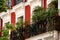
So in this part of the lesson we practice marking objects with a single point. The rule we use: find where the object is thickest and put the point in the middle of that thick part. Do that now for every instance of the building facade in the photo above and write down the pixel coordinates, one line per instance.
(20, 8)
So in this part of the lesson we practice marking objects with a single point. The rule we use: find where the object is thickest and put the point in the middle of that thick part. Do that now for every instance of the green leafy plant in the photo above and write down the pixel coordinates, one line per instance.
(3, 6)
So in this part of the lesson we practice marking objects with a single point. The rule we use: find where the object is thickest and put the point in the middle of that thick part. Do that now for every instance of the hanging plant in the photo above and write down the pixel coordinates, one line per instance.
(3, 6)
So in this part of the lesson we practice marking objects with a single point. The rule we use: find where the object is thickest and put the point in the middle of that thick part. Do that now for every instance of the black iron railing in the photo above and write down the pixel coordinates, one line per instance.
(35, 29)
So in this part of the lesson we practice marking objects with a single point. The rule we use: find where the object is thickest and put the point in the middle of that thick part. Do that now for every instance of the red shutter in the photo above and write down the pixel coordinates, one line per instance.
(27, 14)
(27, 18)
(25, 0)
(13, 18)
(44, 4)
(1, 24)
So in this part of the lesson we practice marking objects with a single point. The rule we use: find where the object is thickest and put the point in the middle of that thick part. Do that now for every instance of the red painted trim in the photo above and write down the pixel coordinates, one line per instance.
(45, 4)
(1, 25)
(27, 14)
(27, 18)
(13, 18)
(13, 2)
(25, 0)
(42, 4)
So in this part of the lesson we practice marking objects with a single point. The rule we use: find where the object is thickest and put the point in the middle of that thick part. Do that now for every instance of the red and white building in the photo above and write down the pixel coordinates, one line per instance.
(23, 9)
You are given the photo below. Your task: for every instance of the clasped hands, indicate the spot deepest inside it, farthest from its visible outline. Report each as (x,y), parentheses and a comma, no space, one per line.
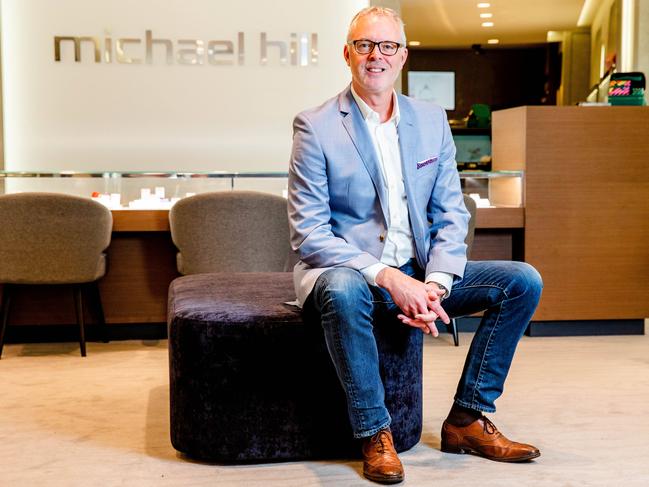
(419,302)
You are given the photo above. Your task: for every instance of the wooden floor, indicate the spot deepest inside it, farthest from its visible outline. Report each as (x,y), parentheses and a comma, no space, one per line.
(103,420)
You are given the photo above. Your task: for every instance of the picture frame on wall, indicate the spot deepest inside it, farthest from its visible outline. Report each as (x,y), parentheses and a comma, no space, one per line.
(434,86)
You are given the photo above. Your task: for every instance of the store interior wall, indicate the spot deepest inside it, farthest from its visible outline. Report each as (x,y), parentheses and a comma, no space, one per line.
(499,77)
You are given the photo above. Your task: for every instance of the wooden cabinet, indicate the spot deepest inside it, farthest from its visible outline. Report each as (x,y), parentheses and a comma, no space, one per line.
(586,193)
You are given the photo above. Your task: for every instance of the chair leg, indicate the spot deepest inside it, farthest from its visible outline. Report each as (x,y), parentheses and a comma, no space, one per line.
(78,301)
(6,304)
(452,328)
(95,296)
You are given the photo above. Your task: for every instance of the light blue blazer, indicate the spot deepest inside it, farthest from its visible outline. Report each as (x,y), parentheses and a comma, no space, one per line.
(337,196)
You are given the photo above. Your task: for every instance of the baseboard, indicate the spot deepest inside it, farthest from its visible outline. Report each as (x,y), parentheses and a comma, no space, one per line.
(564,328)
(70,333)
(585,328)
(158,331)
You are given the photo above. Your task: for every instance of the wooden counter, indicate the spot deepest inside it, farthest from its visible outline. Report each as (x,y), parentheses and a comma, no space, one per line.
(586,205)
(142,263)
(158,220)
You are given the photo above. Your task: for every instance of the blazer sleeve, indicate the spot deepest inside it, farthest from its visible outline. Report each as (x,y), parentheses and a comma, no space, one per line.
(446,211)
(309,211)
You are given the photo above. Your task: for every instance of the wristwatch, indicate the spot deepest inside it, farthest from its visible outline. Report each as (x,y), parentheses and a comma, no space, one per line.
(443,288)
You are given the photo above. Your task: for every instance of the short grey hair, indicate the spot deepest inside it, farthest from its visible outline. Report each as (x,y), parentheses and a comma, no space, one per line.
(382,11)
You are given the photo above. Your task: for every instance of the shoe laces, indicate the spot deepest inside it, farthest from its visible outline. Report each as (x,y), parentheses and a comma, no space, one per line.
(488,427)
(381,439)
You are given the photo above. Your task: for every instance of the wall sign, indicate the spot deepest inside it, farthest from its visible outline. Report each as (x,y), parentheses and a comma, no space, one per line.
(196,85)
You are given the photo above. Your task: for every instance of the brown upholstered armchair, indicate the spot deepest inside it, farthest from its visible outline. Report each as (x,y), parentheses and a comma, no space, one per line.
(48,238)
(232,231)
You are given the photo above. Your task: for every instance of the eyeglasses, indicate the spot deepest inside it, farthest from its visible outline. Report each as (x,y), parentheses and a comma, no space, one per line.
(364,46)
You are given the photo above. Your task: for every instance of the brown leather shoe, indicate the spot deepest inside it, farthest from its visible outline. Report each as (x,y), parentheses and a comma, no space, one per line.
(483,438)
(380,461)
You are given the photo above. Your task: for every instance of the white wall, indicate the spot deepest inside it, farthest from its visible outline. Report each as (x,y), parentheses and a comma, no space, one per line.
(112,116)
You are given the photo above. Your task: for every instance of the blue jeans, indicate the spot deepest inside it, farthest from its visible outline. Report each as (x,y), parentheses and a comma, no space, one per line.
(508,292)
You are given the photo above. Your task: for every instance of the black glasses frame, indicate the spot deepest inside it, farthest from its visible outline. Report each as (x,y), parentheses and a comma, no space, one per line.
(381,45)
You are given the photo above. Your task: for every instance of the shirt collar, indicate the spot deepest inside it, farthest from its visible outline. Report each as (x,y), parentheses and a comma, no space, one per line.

■ **What you have to do**:
Quote every record above exactly, leaving out the pictures.

■ **Solution**:
So in this part of the lesson we practice marking objects with a single point. The rule we use: find where the object is thickest and put the point in the middle of that thick part. Do that now for every instance of the building facade in the photo above and write down the pixel coordinates, one line per instance.
(20, 8)
So in this part of the lesson we practice marking objects with a single point. The rule we use: find where the object is thickest and put the point in the middle of that thick part. Do that now for every instance of the green leafy plant in the photo above and write down the pixel coordinates, one line per instance.
(3, 6)
So in this part of the lesson we practice marking objects with a single point. The rule we use: find where the object is thickest and put the point in the middle of that thick part. Do that now for every instance of the hanging plant in the photo above and write down the pixel coordinates, one line per instance.
(3, 6)
So in this part of the lesson we practice marking objects with a single point. The rule we use: find where the object is thickest and put the point in the middle of that thick part. Do that now for every instance of the black iron railing in the photo above and write down the pixel coordinates, one line per instance.
(35, 29)
So in this part of the lesson we practice marking objects with a single point. The rule we use: find where the object is thickest and put the point in the middle of that thick part. Do that now for every instance of the red shutter in the photo above and write down the pixel coordinates, one line per instance.
(27, 14)
(27, 18)
(25, 0)
(13, 18)
(44, 4)
(1, 24)
So in this part of the lesson we practice marking objects with a single point. The rule we use: find where the object is thickest and put the point in the middle of that thick part. Do that now for every instance of the red painted trim in the photo above and write down the pixel coordinates, one line per instance.
(45, 4)
(1, 25)
(27, 14)
(27, 18)
(13, 18)
(13, 2)
(25, 0)
(42, 4)
So in this part of the lesson we practice marking objects with a single point. The rule we use: find where the object is thickest and put the point in the middle of that thick part. Do that now for every instance of the red and white building in the photo above and write down the pixel coordinates, one line per instance.
(23, 9)
You are given the photo below. Your task: for every instance of the clasped hands, indicate the spot deepest inside it, farthest from its visible outline. Report each as (x,y), parentheses and a comma, no space, one per line.
(419,302)
You are given the photo above. Your task: for every instance of the wooden floor, indicate the spot deepest inside it, farthest from its visible outline. Report each as (x,y), parentheses and a comma, no space, one per line.
(103,420)
You are given the photo above. Your task: for every instance of the picture frame on wall, indicate the spot deepest inside it, farthest from its visible outline. Report each as (x,y), parentheses and a comma, no space, one per line.
(434,86)
You are given the photo above. Your task: for every instance of the store interior wall, indicate the spot deepest inside it, farthest from its visible outline. Report each as (x,y), parentheses and a comma, no space, one per line.
(499,77)
You are given the photo above. Your task: for every instance of the wooden cabinet, indicate the spot deepest inside it, farthest from its visible outline. Report each as (x,y), parentheses and a comma, no space, one per line.
(586,193)
You are given the photo above. Your task: for every instance of the chair leg, indicate the spot deepest inside it, farthest from its visible outline. Report each as (x,y), parentheses and a comma, no space, one per line.
(78,301)
(6,304)
(452,328)
(95,296)
You are given the photo above. Your task: for every instance of the light blue blazer, indicate the spot deepest inside it, farthest from its visible outline. Report each as (x,y), parentheses and a comma, no space, one per line.
(337,196)
You are given the photo above. Your task: for every instance of the baseboard, indicate the spot deepest inside it, farthest from its visible outline. Report each as (x,y), parentheses and a comma, no space, one per line.
(564,328)
(70,333)
(585,328)
(158,331)
You are given the photo above. Your task: for every instance of the wooden counter, indicate the spot deepest inside it, farthest from its visible outline. Report each as (x,y), parentheses and a comma, no space, one per line.
(586,205)
(142,263)
(158,220)
You are given the photo above. Your task: for every instance of the blazer sleeve, indicate the spot deepest inside it, farthest from its visible outline. Report each as (x,y), parentheses and a comma, no space, one per line.
(446,211)
(309,211)
You are given the photo above. Your task: for every instance of the wristwatch, indicate the spot deepest inside it, farthest from its visible outline. Report each as (x,y), parentheses and a comma, no space, one per line.
(443,288)
You are given the photo above. Your task: for every instance of the short grey hair, indicate the spot deepest inside it, farthest from its visible outline. Report each as (x,y), parentheses and a comma, no space, one per line.
(382,11)
You are given the photo above. Your task: for every instance of the shoe laces, indicate the spot deepest inside it, farthest from its visible outline. Report each as (x,y), parentheses and a comma, no space, one per line.
(488,427)
(381,439)
You are given the photo above. Your task: for every instance of the wall sign, indicate the spot deepest inside it, farthest from its visible outline. Report each as (x,y), parentheses and a comma, no space, one per line.
(196,85)
You are given the photo above. Your task: for every instance of the brown upholstered armchair, indicate the spot deepest inside it, farthest from its visible outline. Report each as (x,y), parentheses and a comma, no space, one per line.
(48,238)
(232,231)
You are given the photo above. Your task: for every instance of the eyeglasses, indicate the spot deepest inside it, farthest from its visible outline. Report each as (x,y), parentheses and a comma, no space, one per line.
(364,46)
You are given the photo above. Your task: for every instance of the brown leather shoe, indicate the spot deepest inside it, farthest from its visible outline. Report each as (x,y), parentheses and a comma, no space, one per line.
(483,438)
(380,461)
You are given the photo above. Your task: for every instance of the white wall, indicate the spot deepest inside it, farthest from its visible outline. Report each as (x,y), parentheses and a comma, no space, one per line.
(112,116)
You are given the photo above. Your task: for every instance of the blue jeans, indicate the spot deepest inside it, farthest from its visible outline. Report each as (x,y), parentheses and a comma, no space, one per line.
(508,292)
You are given the photo above. Your task: for every instance of the black glasses frame, indicate the spot deepest inside it, farthest from its visible outline. Report each as (x,y), parentheses and a comma, no space, one per line.
(381,45)
You are given the photo above. Your task: for every instance of the shirt collar, indicate the spot deepest inside it, farthest from its visible outline. Report each as (x,y), parentheses and a comma, no space, one per line.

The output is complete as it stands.